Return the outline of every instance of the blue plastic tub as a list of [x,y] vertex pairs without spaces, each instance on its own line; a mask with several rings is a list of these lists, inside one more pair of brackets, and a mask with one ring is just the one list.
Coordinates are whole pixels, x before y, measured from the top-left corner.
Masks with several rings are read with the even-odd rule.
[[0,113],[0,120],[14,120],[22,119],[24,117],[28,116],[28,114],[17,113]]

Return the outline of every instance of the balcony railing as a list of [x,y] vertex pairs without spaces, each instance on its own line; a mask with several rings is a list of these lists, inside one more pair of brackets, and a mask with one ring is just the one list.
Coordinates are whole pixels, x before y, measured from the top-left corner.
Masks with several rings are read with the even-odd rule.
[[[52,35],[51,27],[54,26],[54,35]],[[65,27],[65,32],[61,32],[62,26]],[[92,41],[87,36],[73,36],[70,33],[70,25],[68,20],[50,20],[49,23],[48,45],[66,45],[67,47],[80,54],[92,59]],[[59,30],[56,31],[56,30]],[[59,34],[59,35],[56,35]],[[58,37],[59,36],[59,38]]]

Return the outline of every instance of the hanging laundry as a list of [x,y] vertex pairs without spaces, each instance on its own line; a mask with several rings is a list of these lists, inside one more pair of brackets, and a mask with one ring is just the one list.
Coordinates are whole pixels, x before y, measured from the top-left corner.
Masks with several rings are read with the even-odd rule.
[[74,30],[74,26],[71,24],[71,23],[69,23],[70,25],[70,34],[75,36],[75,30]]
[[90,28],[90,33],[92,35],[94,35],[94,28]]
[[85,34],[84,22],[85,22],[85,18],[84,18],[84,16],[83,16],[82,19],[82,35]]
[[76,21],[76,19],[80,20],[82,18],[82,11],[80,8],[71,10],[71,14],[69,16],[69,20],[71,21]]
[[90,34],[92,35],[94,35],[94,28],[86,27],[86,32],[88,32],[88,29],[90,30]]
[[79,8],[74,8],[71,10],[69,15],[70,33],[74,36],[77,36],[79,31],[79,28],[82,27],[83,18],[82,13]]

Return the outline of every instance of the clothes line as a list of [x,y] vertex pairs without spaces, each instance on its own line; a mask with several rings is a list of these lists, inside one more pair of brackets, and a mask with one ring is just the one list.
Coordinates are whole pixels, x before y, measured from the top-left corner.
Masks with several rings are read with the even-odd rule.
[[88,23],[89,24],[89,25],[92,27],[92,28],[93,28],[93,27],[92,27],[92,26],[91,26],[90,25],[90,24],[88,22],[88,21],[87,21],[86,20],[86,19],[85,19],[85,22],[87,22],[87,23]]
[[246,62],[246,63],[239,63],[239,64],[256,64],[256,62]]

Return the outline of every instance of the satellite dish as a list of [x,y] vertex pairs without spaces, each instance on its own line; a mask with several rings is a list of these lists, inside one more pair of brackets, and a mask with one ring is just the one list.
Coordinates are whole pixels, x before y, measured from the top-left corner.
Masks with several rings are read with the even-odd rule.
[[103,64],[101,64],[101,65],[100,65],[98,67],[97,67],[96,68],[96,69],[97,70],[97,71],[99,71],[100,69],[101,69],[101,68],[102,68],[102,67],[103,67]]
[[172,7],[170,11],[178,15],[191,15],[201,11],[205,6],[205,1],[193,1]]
################
* _DIRECTIONS_
Extract every line of the records above and reproduce each one verbatim.

* _OUTPUT BELOW_
Return the outline of every instance of the blue plastic tub as a list of [x,y] vertex pairs without spaces, each instance on its own line; a mask with several rings is a list of these lists, inside one more pair of brackets, and a mask with one ring is just the one list.
Coordinates are whole pixels, x before y, measured from the top-left corner.
Masks with several rings are read with the even-odd rule.
[[0,113],[0,120],[14,120],[22,119],[24,117],[28,116],[28,114],[17,113]]

Return the outline of every instance of the balcony railing as a list of [x,y] vertex pairs without spaces, each instance on its own line; a mask with several rings is a list of these lists, inside one more pair of brackets, and a mask with one ring is just the one list.
Coordinates are whole pixels, x before y, measured from the top-left corner.
Masks with several rings are read with the even-odd rule.
[[[52,35],[51,27],[54,26],[54,35]],[[65,27],[65,32],[61,32],[62,26]],[[92,41],[87,36],[73,36],[70,33],[70,25],[68,20],[50,20],[49,23],[48,45],[66,45],[67,47],[80,54],[92,59]],[[59,30],[56,31],[56,30]],[[59,34],[59,35],[56,35]],[[58,37],[59,36],[59,38]]]

Return the outline of every instance of the hanging laundry as a list of [x,y] vertex pairs without spaces, each instance on its own line; a mask with several rings is a list of these lists, inside one more pair of brackets, and a mask with one ring is just the one list.
Coordinates are whole pixels, x before y, measured from the top-left corner.
Masks with several rings are read with the even-odd rule.
[[74,30],[74,26],[71,24],[71,23],[69,23],[70,25],[70,34],[75,36],[75,30]]
[[90,28],[90,33],[92,35],[94,35],[94,28]]
[[85,34],[84,22],[85,22],[85,18],[84,18],[84,16],[83,16],[82,19],[82,35]]
[[76,21],[76,19],[80,20],[82,18],[82,11],[80,8],[71,10],[71,14],[69,16],[69,20],[71,21]]
[[90,34],[92,35],[94,35],[94,28],[86,27],[86,32],[88,32],[88,29],[90,30]]
[[79,8],[74,8],[71,10],[69,15],[70,33],[74,36],[77,36],[79,31],[79,28],[82,27],[83,18],[82,13]]

Return the outline of every instance of the clothes line as a list of [x,y] vertex pairs without spaces, each instance on its own line; a mask with several rings is a list of these lists, inside one more pair of brackets, and a mask with one ring is just the one list.
Coordinates are whole pixels, x before y, measured from the top-left corner.
Masks with several rings are read with the even-odd rule.
[[88,23],[89,24],[89,25],[92,27],[92,28],[93,28],[93,27],[92,27],[92,26],[91,26],[90,25],[90,24],[88,22],[88,21],[87,21],[86,20],[86,19],[85,19],[85,22],[87,22],[87,23]]
[[246,62],[246,63],[239,63],[239,64],[256,64],[256,62]]

Return the outline of every instance of the satellite dish as a list of [x,y] vertex pairs without spaces, each instance on its own line; a mask with several rings is a list of these lists, inside one more pair of brackets, and a mask with one ring is just the one list.
Coordinates are whole pixels, x before y, measured from the top-left corner.
Masks with several rings are read with the even-odd rule.
[[103,64],[101,64],[101,65],[100,65],[98,67],[97,67],[96,68],[96,69],[97,70],[97,71],[99,71],[100,69],[101,69],[101,68],[102,68],[102,67],[103,67]]
[[172,7],[170,11],[178,15],[191,15],[201,11],[205,6],[205,1],[193,1]]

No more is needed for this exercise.